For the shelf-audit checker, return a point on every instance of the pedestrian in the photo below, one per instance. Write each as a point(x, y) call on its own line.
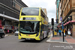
point(64, 32)
point(57, 31)
point(69, 32)
point(60, 32)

┄┄┄┄┄┄

### Task objective:
Reproduce the entries above verbatim, leaving out the picture.

### Exercise answer:
For the shelf-audit checker, return a point on every instance of the pedestrian in the photo below, one per instance. Write each as a point(x, y) call on its own line.
point(64, 32)
point(57, 31)
point(69, 32)
point(60, 32)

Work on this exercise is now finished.